> About this task: Write out the records again, swapping every "rough mask" for "coarse mask" and changing nothing else. Leave the pictures out of your answer.

> Records taken from a dataset:
"""

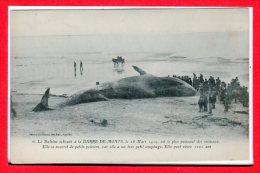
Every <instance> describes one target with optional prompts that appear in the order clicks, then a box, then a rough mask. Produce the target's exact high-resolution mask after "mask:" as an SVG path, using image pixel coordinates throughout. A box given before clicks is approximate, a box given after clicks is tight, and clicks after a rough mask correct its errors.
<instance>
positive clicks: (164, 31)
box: [10, 8, 249, 36]
mask: <svg viewBox="0 0 260 173" xmlns="http://www.w3.org/2000/svg"><path fill="white" fill-rule="evenodd" d="M10 19H11V36H39V35H98V34H110V35H112V34H117V35H122V34H123V35H133V34H134V35H139V34H140V35H151V34H155V35H167V34H181V33H190V32H233V31H248V30H249V11H248V9H245V8H244V9H163V10H158V9H153V10H151V9H149V10H148V9H147V10H27V11H24V10H23V11H21V10H15V11H11V18H10Z"/></svg>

"""

> The completed task:
Every <instance> describes one target with optional prompts that appear in the order clicks, then a box, then a coarse mask. Produce the target's exact high-resolution mask after "mask:" as an SVG path, using image pixel coordinates throughout. A box given before clicks is approximate, a box given after clicks is tight, and clicks after a coarse mask correct its errors.
<instance>
positive clicks: (164, 31)
box: [10, 8, 249, 36]
mask: <svg viewBox="0 0 260 173" xmlns="http://www.w3.org/2000/svg"><path fill="white" fill-rule="evenodd" d="M10 19H11V36H39V35H98V34H110V35H112V34H117V35H122V34H123V35H133V34H134V35H139V34H140V35H151V34H155V35H167V34H181V33H190V32H233V31H248V30H249V11H248V9H245V8H244V9H163V10H158V9H153V10H151V9H149V10H148V9H147V10H27V11H24V10H23V11H21V10H15V11H11V18H10Z"/></svg>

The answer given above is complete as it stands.